# QUOTED TEXT:
··········

Bhattacharya (2009) studies inference on the value of a linear program.
The *population problem* is given by

$$
\max_p \gamma' p \text{ subject to } Ap = \gamma, p \geq 0.
$$
Here, we have $m$ decision variables collected in the vector $p$.

The analogous *sample problem* is given by 
$$
\min_p \hat{\gamma}' p \text{ subject to } Ap = \gamma, p \geq 0.
$$
The only difference is that $\gamma$ is treated as estimated by an estimator $\hat{\gamma}$.
Importantly, all other constraints are nonrandom. That is, the polyhedron $P$ over which we maximize is non-random. 

In linear programs, if there is a solution, it is attained at an extreme point of the constraint set $P$.
Informally, extreme points of $P$ are points in $P$, which are not attainable as a convex combination of any two other distinct points. 
For example, if $P=[0,1]^2$, the extreme points are the set $\{(0,0), (1,0), (0,1), (1,1)\}$.

These extreme points correspond to the basic solutions of a linear program. 
Further, if the program has a solution it is attained at one of the *feasible* basic solutions.

Denote the set of *feasible* basic solutions by $S = \{z_1, \ldots, z_{|S|}\}$.
We have $|S| \leq {m \choose M}$, where $m$ are the number of decision variables and $M$ is the number of equality constraints.

<small>
The bound follows from the requirement that at every basic solution m-M linearly independent constraint need to be active (and the symmetry of the binomial coefficient).
</small>

Hence, if we know $S$ we can simply think of maximizing over the finite set $S$.

## Distribution Theory

The main result is given in propositions 3 and 4.

We assume 
$$
\sqrt{n}(\hat{\gamma} - \gamma) \to_d w = O_p(1)
$$
and denote the set of optimal solutions as 
$$
\Theta_0 = \{z| z \in S, \gamma'z = v\}
$$
which is finite and has $J$ elements, so $\Theta_0 = \{z_1, \ldots, z_J\}$.


**Proposition 3** Assume $\sqrt{n}(\hat{\gamma}-\gamma)\to_d w$ and that elements of $\hat{\gamma}$ are bounded with probability 1. Then
$$
\sqrt{n}(\hat{v} - v) = \max_{z\in\Theta_0}\{w'z\} + o_p(1) = \max_{1\leq j\leq J}\{w'z_j\} + o_p(1).
$$

Note this distribution is not pivotal: it depends on an unknown parameter, namely the set of optimal solutions $\Theta_0$.
Proposition 4 then states that we can instead use an estimator of this set given by
$$
\hat{\Theta}_n = \{z^* \in S: \hat{\gamma}'z^* \geq \max_{z\in S} \hat{\gamma}'z - c_n\}
$$
So these are all basic solutions which attain a similar sample value up to some tolerance.
$c_n > 0$ is a tuning parameter and needs to be chosen by the researcher. 
The asymptotic theory requires $\sqrt{n}c_n \to \infty$ and $c_n \to 0$.

If there is only a single optimal solution, so $|\Theta_0| = 1$, then the asymptotic distribution is given by $\sqrt{n}(\hat{\gamma} - \gamma)z_o$.

··········

# DATASET CONTENT:
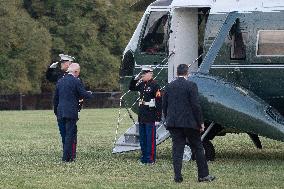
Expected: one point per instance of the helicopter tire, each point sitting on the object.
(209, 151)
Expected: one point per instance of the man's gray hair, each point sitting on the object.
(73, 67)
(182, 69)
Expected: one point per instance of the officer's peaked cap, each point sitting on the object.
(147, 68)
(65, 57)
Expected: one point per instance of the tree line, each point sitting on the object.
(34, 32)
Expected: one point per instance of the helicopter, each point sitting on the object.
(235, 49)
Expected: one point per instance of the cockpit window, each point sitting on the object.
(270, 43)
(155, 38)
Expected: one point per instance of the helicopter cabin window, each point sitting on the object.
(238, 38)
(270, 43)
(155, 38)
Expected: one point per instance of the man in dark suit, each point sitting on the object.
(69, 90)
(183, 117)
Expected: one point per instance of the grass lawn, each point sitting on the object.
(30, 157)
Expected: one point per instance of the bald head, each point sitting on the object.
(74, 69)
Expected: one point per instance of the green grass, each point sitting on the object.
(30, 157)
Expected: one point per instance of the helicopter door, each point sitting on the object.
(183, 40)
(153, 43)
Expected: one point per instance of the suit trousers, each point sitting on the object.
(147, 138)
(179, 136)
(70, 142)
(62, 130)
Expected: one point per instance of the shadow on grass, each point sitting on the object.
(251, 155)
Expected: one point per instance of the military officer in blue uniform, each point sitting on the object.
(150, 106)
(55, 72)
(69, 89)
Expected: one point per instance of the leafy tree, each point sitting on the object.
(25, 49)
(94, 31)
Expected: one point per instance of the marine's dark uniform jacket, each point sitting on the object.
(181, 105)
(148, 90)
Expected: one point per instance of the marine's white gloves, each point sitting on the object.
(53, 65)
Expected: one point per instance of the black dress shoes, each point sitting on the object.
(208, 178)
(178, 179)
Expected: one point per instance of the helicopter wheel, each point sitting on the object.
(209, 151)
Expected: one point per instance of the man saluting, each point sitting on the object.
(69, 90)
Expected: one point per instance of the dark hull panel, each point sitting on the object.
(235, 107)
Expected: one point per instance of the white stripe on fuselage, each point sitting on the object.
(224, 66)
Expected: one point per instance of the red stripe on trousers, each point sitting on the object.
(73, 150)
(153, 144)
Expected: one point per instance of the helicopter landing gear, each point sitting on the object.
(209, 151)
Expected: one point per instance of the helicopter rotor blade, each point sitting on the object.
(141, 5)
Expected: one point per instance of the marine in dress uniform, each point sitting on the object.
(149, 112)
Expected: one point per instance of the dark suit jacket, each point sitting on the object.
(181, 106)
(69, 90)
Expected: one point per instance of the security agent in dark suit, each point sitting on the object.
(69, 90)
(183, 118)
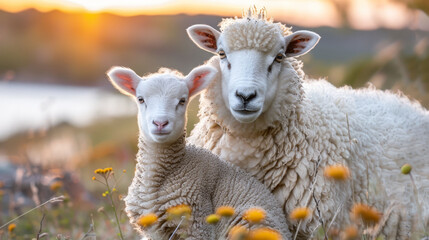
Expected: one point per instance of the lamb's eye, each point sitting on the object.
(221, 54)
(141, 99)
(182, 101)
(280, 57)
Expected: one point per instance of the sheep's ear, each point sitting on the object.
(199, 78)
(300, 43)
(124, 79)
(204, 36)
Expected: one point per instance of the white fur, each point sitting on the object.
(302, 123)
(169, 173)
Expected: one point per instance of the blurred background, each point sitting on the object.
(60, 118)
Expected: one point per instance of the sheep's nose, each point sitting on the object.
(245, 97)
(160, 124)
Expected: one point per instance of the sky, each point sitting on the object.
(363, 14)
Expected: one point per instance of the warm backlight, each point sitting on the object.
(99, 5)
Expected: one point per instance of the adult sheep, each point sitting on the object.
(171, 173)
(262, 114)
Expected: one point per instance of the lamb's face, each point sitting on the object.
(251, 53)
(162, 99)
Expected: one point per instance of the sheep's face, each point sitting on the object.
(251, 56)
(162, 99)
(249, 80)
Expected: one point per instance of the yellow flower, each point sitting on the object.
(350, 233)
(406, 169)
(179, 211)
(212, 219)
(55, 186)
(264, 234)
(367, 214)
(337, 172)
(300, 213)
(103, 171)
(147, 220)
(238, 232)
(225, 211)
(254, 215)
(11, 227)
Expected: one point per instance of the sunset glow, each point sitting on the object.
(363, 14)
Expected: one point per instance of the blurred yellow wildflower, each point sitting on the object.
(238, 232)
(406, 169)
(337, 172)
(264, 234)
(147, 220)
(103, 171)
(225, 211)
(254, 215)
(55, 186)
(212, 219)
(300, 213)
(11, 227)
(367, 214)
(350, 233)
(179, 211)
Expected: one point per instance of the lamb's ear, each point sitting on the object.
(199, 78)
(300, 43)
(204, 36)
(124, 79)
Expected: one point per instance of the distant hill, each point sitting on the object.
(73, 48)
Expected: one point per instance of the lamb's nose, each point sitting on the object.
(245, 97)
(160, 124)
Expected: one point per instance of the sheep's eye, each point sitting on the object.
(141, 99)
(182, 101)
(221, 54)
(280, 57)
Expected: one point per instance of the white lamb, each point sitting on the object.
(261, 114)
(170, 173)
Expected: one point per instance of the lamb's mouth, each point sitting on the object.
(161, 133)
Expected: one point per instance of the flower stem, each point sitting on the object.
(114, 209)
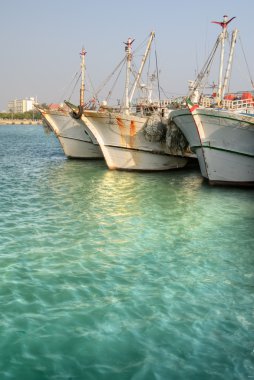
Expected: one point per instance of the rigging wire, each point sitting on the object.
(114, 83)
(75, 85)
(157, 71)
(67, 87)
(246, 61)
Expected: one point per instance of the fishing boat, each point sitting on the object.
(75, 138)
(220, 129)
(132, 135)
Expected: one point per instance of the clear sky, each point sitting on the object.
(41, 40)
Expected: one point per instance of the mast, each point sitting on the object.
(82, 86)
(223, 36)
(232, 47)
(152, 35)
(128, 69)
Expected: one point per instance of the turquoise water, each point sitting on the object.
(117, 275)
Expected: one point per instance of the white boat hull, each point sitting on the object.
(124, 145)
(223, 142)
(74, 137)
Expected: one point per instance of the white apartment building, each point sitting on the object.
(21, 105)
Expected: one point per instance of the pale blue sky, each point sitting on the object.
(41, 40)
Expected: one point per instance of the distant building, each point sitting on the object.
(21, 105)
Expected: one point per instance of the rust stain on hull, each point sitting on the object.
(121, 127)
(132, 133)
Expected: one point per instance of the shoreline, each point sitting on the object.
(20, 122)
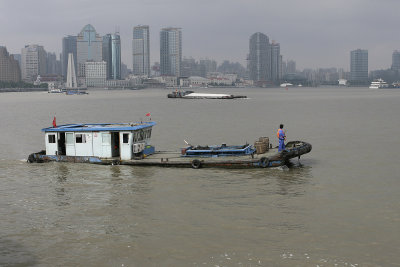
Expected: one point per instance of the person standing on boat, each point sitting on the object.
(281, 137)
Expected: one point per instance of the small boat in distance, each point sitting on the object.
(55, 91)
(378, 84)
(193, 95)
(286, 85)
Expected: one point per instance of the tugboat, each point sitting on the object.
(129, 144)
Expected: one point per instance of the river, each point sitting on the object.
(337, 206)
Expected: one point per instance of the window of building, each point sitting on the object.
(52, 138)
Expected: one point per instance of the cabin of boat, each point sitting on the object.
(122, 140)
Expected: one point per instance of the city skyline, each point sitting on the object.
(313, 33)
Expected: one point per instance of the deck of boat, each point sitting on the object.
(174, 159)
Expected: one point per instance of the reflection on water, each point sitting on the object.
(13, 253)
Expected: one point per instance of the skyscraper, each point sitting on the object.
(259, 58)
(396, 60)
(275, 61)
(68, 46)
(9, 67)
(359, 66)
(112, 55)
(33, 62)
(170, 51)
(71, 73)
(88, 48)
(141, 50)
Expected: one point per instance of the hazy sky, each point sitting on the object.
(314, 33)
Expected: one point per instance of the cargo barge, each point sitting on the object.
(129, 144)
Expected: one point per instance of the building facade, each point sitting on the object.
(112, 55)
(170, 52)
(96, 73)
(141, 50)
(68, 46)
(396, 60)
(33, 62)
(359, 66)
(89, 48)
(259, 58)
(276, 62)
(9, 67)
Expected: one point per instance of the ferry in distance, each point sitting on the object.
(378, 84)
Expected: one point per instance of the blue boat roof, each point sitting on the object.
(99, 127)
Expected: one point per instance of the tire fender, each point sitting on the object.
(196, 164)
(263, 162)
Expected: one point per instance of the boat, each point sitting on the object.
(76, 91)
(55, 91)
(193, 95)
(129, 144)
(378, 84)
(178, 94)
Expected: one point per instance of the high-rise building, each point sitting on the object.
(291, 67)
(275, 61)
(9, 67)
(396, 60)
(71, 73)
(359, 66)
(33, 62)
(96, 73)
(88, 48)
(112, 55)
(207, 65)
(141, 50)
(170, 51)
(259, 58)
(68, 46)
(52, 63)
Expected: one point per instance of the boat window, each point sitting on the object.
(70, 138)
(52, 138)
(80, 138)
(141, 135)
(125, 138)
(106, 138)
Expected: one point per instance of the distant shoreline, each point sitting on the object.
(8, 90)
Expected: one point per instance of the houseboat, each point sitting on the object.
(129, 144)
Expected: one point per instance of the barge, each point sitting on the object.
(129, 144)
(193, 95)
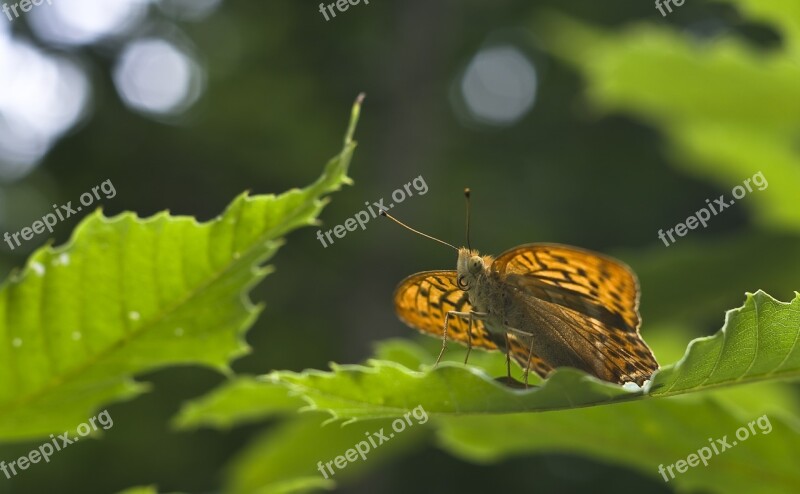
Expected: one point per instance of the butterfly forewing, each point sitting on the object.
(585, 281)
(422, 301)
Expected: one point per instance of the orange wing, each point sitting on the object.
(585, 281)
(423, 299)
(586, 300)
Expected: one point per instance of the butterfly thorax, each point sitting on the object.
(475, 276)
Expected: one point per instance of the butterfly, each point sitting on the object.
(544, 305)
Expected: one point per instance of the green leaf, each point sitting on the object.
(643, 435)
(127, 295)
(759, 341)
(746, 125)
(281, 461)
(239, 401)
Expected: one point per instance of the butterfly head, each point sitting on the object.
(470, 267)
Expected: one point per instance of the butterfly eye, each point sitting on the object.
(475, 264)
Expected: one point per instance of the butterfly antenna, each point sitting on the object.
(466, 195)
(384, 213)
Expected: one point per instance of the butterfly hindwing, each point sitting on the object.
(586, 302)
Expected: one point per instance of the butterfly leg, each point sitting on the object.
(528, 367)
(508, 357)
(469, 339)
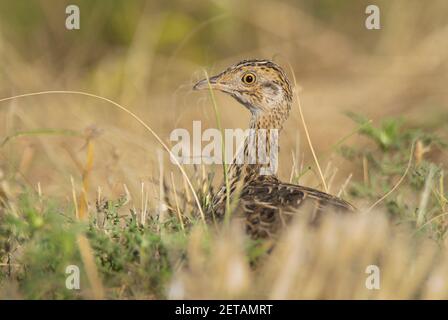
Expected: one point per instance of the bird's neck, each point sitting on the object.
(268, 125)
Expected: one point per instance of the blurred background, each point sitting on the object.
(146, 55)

··········

# OBJECTIVE A:
Show every line of the listing that contains the string "trousers", copying each one in full.
# OBJECTIVE B:
Write the next part of the note on inference for the value of a linear program, picking up after its last sentence.

# RESPONSE A:
Expected: one point per instance of the suit trousers, each point sitting on the object.
Expected: one point per instance of the red stripe on trousers, each point sitting on the object.

# RESPONSE B:
Hence, this is a linear combination of normal random variables with weights $z_0$. Generally, $z_0$ is unknown but can be conistently estimated.

<small> Check the latter requirement is actually needed for proposition 4 (and maybe 3). </small>

## Similarity to pretesting

The approach above works by allowing for a slightly larger set of optimal solutions.
The non-standard behavior arises from multiple optimal solutions.
We can think of $\hat{\Theta}_n$ in terms of a pre-test whether there is a unique solution:
Given some tolerance $c_n>0$
- if the difference between the two values is too small, we cannot be sure that $\hat{z}$ is the unique optimal solution;
- if the difference is large enough, we can be fairly certain, that $\hat{z}$ is the optimal solution.

### Example in m = 2 dimensions

### Example in m > 2 dimensions

## Procedure

- Step 1: Estimate set of optimal solutions $\hat{\Theta}_n \equiv \{z^* \in S: \hat{\gamma}'z^* \geq \max_{s\in S} \hat{\gamma}'z - c_n\}$
- Step 2: For each of $B$ draws $w$ from $\sqrt{n}(\hat{\gamma} - \gamma)$:
  - Calculate $v_i := \max_{z\in \hat{\Theta}_n}\{w'z\}$.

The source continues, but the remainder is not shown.